**CONSEGNA**
Riporta il brano sulla guerra e la natura in tutto il tratto che va da "La guerra mette" giù fino a "foreste di magrovie.". Al posto di "vegetazione" metti "flora".

La guerra mette a grave rischio l'integrità di questi santuari naturali in molti modi. Non solo il passaggio delle truppe e gli scontri a fuoco distruggono la vegetazione e sconvolgono l’habitat degli animali, in alcuni casi vengono usate sostanze dannose per l’uomo e per l’ambiente, come è accaduto durante la guerra del Vietnam, quando il famigerato agente Arancio, un erbicida teratogeno e cancegoreno perché produce diossina, ha gravemente danneggiato la salute della popolazione e ha anche distrutto secolari foreste di magrovie.
Inoltre la guerra, come è accaduto in molti conflitti africani, produce migliaia di rifugiati, che per sopravvivere sono costretti a tagliare in modo incontrollato le foreste per costruirsi un riparo, o a cacciare specie anche protette, senza che ci sia equilibrio tra il numero dei cacciatori e quello delle prede. Il bracconaggio di guerra può così decimare completamente popolazioni animali già a rischio, come è accaduto per gli ippopotami del Parco nazionale del Virunga nella Repubblica del Congo, dove il 95% degli animali sono stati abbatuti.
Poiché i punti caldi della biodiversità sono concentrati nelle aree più funestate da conflitti armati del nostro pianeta, occorre che chi si occupa di conservazione si attivi durante i periodi di guerra, concludono i ricercatori, per includere la protezione della biodiversità nei programmi umanitari e di ricostruzione.

**DATI DI PARTENZA**
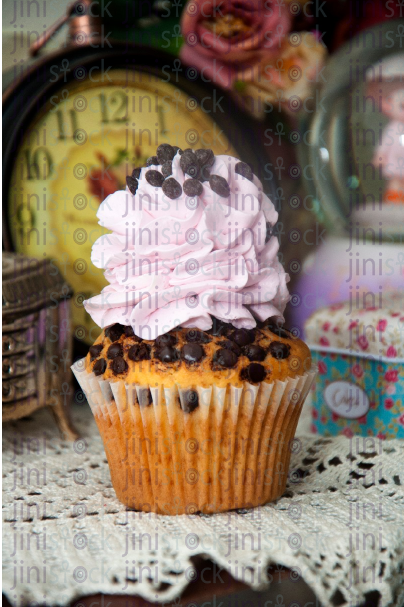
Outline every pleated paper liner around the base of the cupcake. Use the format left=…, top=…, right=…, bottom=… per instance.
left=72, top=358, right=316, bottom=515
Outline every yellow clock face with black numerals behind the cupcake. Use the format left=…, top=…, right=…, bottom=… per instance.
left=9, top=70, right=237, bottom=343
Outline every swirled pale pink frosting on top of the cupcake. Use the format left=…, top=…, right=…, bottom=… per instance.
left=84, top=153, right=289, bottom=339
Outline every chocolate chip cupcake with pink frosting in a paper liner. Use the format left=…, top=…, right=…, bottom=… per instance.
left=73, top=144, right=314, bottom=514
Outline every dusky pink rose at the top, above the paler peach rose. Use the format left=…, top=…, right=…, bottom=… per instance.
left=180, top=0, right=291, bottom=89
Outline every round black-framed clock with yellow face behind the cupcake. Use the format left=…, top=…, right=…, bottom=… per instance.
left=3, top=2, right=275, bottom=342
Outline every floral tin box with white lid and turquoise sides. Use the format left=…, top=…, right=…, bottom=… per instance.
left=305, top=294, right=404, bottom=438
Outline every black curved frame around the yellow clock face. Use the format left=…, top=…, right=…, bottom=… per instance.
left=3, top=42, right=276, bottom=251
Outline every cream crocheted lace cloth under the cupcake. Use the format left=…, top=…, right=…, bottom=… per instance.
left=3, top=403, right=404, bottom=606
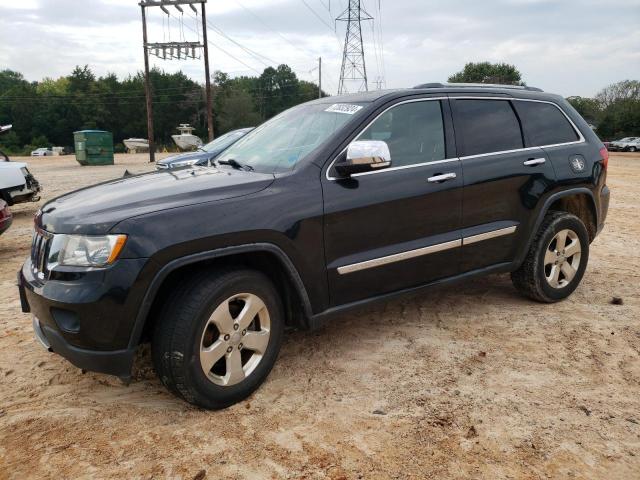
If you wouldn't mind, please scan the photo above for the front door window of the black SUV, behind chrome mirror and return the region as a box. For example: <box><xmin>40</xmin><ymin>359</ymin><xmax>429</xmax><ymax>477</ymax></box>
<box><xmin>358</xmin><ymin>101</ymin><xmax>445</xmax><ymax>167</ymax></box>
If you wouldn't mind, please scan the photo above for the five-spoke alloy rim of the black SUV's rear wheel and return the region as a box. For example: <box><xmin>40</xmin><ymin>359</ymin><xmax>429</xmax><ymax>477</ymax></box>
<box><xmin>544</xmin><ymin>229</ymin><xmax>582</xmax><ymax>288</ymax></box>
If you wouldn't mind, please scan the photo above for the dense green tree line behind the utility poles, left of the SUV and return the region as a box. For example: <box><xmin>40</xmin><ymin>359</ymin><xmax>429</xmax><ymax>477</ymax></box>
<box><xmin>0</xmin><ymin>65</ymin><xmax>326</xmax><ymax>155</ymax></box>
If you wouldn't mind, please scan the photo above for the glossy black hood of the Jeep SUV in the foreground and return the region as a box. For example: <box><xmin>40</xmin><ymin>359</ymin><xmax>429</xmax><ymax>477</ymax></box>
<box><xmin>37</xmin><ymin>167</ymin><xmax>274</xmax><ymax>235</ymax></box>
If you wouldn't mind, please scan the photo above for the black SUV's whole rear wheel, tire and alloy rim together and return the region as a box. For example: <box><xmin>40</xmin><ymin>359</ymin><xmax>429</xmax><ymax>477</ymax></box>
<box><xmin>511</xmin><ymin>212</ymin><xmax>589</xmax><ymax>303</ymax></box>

* * *

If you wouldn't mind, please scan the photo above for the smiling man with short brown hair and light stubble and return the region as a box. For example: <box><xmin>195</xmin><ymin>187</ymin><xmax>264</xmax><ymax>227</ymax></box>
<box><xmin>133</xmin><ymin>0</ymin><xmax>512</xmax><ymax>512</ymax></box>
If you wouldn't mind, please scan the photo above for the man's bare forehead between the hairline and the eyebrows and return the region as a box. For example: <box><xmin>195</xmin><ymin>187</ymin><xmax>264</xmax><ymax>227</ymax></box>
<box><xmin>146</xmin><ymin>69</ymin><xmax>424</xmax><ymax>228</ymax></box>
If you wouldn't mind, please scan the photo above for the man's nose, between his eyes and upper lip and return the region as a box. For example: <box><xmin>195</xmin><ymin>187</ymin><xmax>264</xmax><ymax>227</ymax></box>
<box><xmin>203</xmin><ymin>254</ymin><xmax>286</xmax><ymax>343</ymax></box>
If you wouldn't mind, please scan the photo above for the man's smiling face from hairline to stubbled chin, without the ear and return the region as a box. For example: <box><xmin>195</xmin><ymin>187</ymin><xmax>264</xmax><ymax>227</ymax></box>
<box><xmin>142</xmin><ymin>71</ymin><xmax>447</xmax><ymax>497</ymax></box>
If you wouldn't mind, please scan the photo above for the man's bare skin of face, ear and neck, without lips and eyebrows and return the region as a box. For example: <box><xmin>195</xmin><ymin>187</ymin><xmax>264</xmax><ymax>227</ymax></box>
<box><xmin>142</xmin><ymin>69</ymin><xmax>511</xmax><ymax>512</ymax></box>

**RISULTATO**
La guerra mette a grave rischio l'integrità di questi santuari naturali in molti modi. Non solo il passaggio delle truppe e gli scontri a fuoco distruggono la flora e sconvolgono l’habitat degli animali, in alcuni casi vengono usate sostanze dannose per l’uomo e per l’ambiente, come è accaduto durante la guerra del Vietnam, quando il famigerato agente Arancio, un erbicida teratogeno e cancegoreno perché produce diossina, ha gravemente danneggiato la salute della popolazione e ha anche distrutto secolari foreste di magrovie.